#### Source material:

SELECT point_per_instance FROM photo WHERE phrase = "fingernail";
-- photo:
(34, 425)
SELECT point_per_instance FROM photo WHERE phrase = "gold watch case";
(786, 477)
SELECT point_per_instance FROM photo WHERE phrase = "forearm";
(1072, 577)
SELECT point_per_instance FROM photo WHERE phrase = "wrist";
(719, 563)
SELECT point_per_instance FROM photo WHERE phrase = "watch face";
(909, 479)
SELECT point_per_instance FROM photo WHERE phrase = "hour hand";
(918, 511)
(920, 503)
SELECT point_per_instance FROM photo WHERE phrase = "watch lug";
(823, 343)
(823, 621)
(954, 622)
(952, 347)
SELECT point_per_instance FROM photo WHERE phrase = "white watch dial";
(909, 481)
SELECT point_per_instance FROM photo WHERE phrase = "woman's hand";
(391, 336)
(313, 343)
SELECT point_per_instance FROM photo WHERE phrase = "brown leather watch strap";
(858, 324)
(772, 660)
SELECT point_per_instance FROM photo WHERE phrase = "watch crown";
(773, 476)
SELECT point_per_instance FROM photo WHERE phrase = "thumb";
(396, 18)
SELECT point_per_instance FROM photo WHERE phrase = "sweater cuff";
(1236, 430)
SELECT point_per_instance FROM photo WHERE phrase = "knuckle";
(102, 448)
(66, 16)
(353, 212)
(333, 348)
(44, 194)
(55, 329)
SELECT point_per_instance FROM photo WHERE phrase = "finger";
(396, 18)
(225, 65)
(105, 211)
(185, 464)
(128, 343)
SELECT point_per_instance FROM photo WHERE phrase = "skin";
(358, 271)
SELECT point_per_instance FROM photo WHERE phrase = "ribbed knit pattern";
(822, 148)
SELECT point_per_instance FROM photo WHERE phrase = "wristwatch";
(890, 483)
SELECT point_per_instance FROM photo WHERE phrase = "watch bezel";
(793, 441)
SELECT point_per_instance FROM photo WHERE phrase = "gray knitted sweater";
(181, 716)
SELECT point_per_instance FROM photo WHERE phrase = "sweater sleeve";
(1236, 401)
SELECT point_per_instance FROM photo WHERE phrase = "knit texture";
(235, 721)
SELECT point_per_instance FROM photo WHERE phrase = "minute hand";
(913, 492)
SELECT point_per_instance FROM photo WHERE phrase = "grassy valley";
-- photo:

#### Work required:
All entries above are to be repeated verbatim, down to the last line.

#### Response box:
SELECT point_per_instance FROM photo WHERE phrase = "fingernail";
-- photo:
(34, 425)
SELECT point_per_instance FROM photo WHERE phrase = "gold watch case";
(786, 477)
SELECT point_per_instance FROM photo WHERE phrase = "forearm";
(1072, 577)
SELECT point_per_instance FROM photo WHERE phrase = "wrist";
(719, 563)
SELECT point_per_instance FROM photo WHERE phrase = "watch face";
(909, 479)
SELECT point_per_instance FROM photo WHERE phrase = "hour hand";
(918, 511)
(920, 503)
SELECT point_per_instance FROM photo WHERE phrase = "watch lug";
(823, 343)
(823, 621)
(954, 622)
(952, 347)
SELECT point_per_instance FROM photo WHERE phrase = "white watch dial";
(909, 481)
SELECT point_per_instance FROM photo WHERE phrase = "woman's hand";
(391, 336)
(313, 343)
SELECT point_per_instance FROM photo WHERE phrase = "brown leather watch strap";
(858, 324)
(772, 660)
SELECT point_per_instance FROM photo WHERE phrase = "watch crown";
(773, 476)
SELECT point_per_instance FROM photo WHERE phrase = "thumb";
(396, 18)
SELECT point_per_instance FROM photo WHERE phrase = "sweater cuff";
(1236, 430)
SELECT point_per_instance FROM photo WHERE phrase = "knuckle";
(102, 448)
(66, 16)
(353, 212)
(333, 348)
(44, 194)
(55, 329)
SELECT point_per_instance FROM photo WHERE phrase = "finger";
(396, 18)
(225, 65)
(105, 211)
(185, 464)
(128, 343)
SELECT point_per_instance FROM photo WHERE phrase = "skin";
(358, 271)
SELECT point_per_instance FROM photo WHERE phrase = "ribbed knit pattern";
(822, 148)
SELECT point_per_instance FROM photo WHERE phrase = "wristwatch";
(890, 483)
SELECT point_per_instance FROM photo WHERE phrase = "watch bezel";
(793, 441)
SELECT point_per_instance FROM photo WHERE phrase = "gray knitted sweater";
(181, 716)
SELECT point_per_instance FROM photo WHERE phrase = "sweater sleeve";
(1236, 401)
SELECT point_per_instance FROM photo WHERE phrase = "knit texture";
(235, 721)
SELECT point_per_instance FROM photo WHERE phrase = "minute hand";
(913, 492)
SELECT point_per_instance FROM photo WHERE phrase = "grassy valley";
-- photo:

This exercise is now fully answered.